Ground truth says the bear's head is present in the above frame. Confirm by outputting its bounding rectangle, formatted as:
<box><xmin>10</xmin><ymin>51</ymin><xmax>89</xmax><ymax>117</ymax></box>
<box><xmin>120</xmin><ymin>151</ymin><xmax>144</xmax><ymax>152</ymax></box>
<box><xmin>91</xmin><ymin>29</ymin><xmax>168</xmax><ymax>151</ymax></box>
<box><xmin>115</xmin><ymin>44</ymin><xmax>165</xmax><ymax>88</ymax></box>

**WHAT YOU SHOULD DO**
Rewrite all of the records above, with the requests, and multiply every bounding box coordinate in the answers by 1.55. Round each result to a whole number, with halves going up, and leave the numbers in the requests and their format samples unchanged.

**FINAL ANSWER**
Ground truth says the bear's head is present in the above frame. Confirm by outputting its bounding rectangle, formatted as:
<box><xmin>10</xmin><ymin>51</ymin><xmax>89</xmax><ymax>117</ymax></box>
<box><xmin>120</xmin><ymin>151</ymin><xmax>144</xmax><ymax>152</ymax></box>
<box><xmin>91</xmin><ymin>29</ymin><xmax>168</xmax><ymax>151</ymax></box>
<box><xmin>178</xmin><ymin>68</ymin><xmax>256</xmax><ymax>136</ymax></box>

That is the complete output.